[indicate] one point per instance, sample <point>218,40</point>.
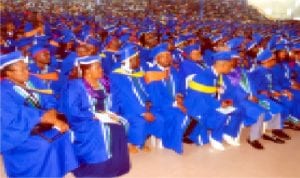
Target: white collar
<point>160,67</point>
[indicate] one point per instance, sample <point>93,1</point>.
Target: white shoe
<point>216,145</point>
<point>231,141</point>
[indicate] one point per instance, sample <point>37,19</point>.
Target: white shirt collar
<point>214,71</point>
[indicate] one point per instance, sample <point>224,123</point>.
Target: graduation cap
<point>89,60</point>
<point>251,45</point>
<point>264,55</point>
<point>257,37</point>
<point>68,36</point>
<point>180,40</point>
<point>23,42</point>
<point>296,47</point>
<point>158,49</point>
<point>191,48</point>
<point>128,52</point>
<point>235,43</point>
<point>281,47</point>
<point>34,50</point>
<point>217,38</point>
<point>223,56</point>
<point>68,64</point>
<point>109,39</point>
<point>93,41</point>
<point>10,58</point>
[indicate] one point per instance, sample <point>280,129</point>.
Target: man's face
<point>164,59</point>
<point>269,63</point>
<point>282,55</point>
<point>223,66</point>
<point>81,51</point>
<point>195,55</point>
<point>134,62</point>
<point>43,57</point>
<point>18,72</point>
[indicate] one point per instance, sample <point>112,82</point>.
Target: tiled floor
<point>244,161</point>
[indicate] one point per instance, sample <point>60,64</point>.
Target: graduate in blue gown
<point>166,92</point>
<point>101,146</point>
<point>207,93</point>
<point>253,114</point>
<point>131,100</point>
<point>289,97</point>
<point>265,94</point>
<point>109,60</point>
<point>295,79</point>
<point>25,105</point>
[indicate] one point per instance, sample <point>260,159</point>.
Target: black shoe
<point>256,144</point>
<point>273,138</point>
<point>187,140</point>
<point>281,134</point>
<point>292,126</point>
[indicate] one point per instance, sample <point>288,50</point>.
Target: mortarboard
<point>264,55</point>
<point>158,49</point>
<point>10,58</point>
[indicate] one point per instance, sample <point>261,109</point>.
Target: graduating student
<point>101,146</point>
<point>265,94</point>
<point>29,145</point>
<point>166,92</point>
<point>111,47</point>
<point>254,115</point>
<point>205,100</point>
<point>131,100</point>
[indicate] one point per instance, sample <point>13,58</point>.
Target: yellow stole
<point>123,72</point>
<point>205,88</point>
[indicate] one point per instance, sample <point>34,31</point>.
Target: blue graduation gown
<point>175,121</point>
<point>27,155</point>
<point>261,80</point>
<point>239,93</point>
<point>145,57</point>
<point>189,67</point>
<point>100,148</point>
<point>89,143</point>
<point>126,101</point>
<point>202,106</point>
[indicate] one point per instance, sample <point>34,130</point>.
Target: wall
<point>278,9</point>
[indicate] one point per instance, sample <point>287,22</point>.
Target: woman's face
<point>18,72</point>
<point>195,55</point>
<point>43,57</point>
<point>164,59</point>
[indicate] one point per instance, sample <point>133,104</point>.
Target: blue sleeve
<point>17,121</point>
<point>115,94</point>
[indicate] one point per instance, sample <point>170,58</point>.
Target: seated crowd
<point>78,95</point>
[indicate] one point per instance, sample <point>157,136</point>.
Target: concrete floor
<point>280,161</point>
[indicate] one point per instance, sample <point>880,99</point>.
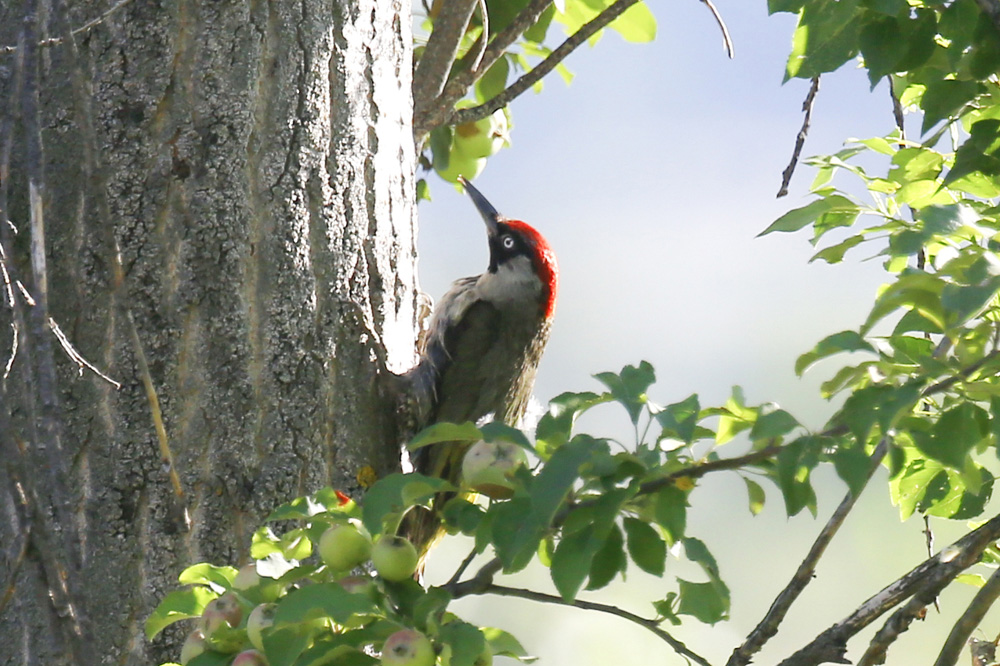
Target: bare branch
<point>529,79</point>
<point>651,625</point>
<point>800,139</point>
<point>768,626</point>
<point>439,54</point>
<point>52,41</point>
<point>926,580</point>
<point>970,620</point>
<point>76,356</point>
<point>726,39</point>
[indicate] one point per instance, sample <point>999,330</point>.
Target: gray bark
<point>252,162</point>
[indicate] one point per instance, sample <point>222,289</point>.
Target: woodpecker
<point>486,337</point>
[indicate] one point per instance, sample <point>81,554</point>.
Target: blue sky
<point>651,175</point>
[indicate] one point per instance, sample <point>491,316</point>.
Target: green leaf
<point>708,602</point>
<point>794,466</point>
<point>572,560</point>
<point>466,642</point>
<point>755,495</point>
<point>798,218</point>
<point>392,495</point>
<point>178,605</point>
<point>609,560</point>
<point>645,546</point>
<point>853,467</point>
<point>825,38</point>
<point>636,24</point>
<point>445,432</point>
<point>772,425</point>
<point>556,425</point>
<point>679,419</point>
<point>944,98</point>
<point>629,387</point>
<point>558,475</point>
<point>957,431</point>
<point>504,644</point>
<point>204,573</point>
<point>321,600</point>
<point>845,341</point>
<point>670,511</point>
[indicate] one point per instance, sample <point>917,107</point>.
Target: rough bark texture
<point>253,161</point>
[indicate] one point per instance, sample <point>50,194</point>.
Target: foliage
<point>918,382</point>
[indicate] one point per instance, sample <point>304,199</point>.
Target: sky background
<point>651,176</point>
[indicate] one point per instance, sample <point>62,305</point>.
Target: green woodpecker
<point>482,348</point>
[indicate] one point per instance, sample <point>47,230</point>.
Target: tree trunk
<point>227,194</point>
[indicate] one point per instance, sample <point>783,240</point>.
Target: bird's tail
<point>424,526</point>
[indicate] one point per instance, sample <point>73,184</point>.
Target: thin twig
<point>970,620</point>
<point>726,39</point>
<point>651,625</point>
<point>768,626</point>
<point>53,41</point>
<point>529,79</point>
<point>928,578</point>
<point>462,568</point>
<point>800,139</point>
<point>76,356</point>
<point>439,54</point>
<point>438,112</point>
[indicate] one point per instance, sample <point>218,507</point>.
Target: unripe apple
<point>344,547</point>
<point>250,658</point>
<point>224,610</point>
<point>483,137</point>
<point>407,647</point>
<point>260,619</point>
<point>461,165</point>
<point>394,557</point>
<point>487,467</point>
<point>193,645</point>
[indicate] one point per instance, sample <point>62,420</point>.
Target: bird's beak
<point>485,208</point>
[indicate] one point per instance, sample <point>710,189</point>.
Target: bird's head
<point>513,243</point>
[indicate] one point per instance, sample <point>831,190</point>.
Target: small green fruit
<point>224,610</point>
<point>408,648</point>
<point>250,658</point>
<point>344,547</point>
<point>261,618</point>
<point>193,645</point>
<point>394,557</point>
<point>461,165</point>
<point>487,468</point>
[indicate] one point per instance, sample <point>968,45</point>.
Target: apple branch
<point>440,53</point>
<point>925,580</point>
<point>970,620</point>
<point>768,626</point>
<point>529,79</point>
<point>468,71</point>
<point>800,138</point>
<point>650,624</point>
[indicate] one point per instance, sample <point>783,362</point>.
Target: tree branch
<point>800,139</point>
<point>651,625</point>
<point>992,10</point>
<point>927,579</point>
<point>768,626</point>
<point>971,618</point>
<point>468,72</point>
<point>439,54</point>
<point>726,39</point>
<point>529,79</point>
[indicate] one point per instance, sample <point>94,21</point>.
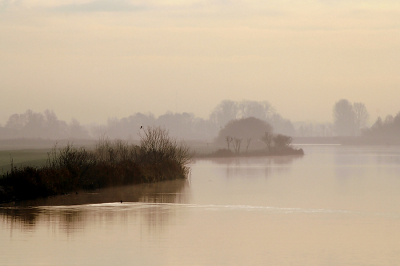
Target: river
<point>336,205</point>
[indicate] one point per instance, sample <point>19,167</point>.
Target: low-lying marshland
<point>110,163</point>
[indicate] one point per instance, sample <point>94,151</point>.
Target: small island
<point>248,137</point>
<point>110,163</point>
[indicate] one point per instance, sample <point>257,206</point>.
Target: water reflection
<point>76,210</point>
<point>255,166</point>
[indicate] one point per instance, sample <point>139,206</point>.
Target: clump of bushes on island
<point>110,163</point>
<point>255,137</point>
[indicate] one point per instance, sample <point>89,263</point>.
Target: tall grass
<point>111,163</point>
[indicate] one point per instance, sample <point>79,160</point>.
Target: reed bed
<point>110,163</point>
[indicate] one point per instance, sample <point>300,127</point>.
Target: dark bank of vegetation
<point>251,137</point>
<point>110,163</point>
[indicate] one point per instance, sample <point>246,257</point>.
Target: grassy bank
<point>110,163</point>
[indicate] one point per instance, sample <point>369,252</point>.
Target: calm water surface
<point>334,206</point>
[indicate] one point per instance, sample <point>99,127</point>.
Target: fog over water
<point>94,60</point>
<point>337,205</point>
<point>237,82</point>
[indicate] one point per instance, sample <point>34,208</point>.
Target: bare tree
<point>248,143</point>
<point>267,138</point>
<point>281,141</point>
<point>229,140</point>
<point>344,118</point>
<point>236,144</point>
<point>361,115</point>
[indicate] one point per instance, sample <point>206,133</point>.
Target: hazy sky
<point>97,59</point>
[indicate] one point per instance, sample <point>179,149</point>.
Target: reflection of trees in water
<point>75,211</point>
<point>255,166</point>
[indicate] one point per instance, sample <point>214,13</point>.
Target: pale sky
<point>92,60</point>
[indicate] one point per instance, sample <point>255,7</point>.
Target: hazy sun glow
<point>97,59</point>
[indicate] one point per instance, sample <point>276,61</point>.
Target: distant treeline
<point>349,119</point>
<point>180,125</point>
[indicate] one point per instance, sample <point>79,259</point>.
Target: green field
<point>32,157</point>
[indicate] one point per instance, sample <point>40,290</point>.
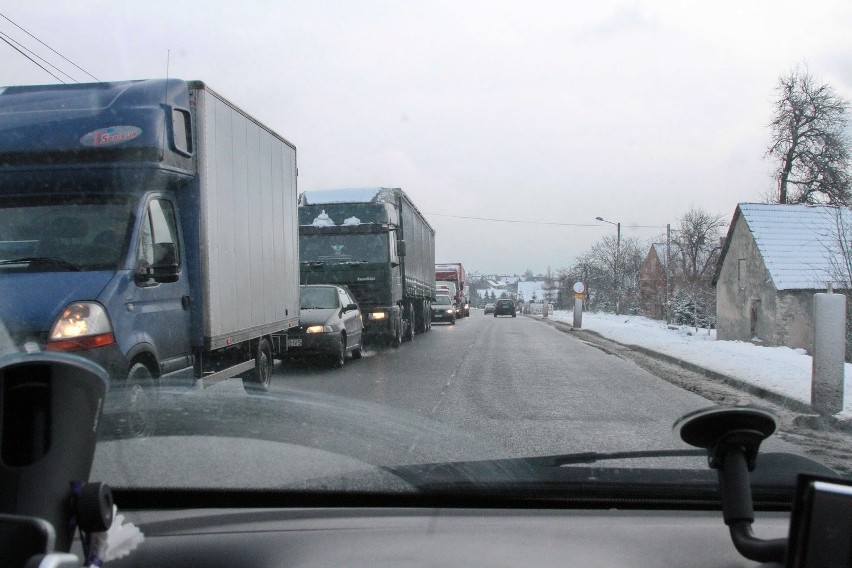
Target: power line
###
*PROBLEM DESCRIPTION:* Render the lines from the beginning through the line containing "<point>214,71</point>" as a two-column CSV with the headers instruction and response, one row per request. Put each request's text and its answer in a single quoted field, replace line breaks with spaces, and omit the pictures.

*THE RESULT:*
instruction,response
"[indicate] one point per instance, sample <point>218,40</point>. Target: white collar","<point>160,67</point>"
"[indicate] one point per instance, sample <point>93,1</point>. Target: white shoe","<point>216,145</point> <point>231,141</point>"
"[indicate] one point per instance, sample <point>37,19</point>. Target: white shirt collar","<point>214,71</point>"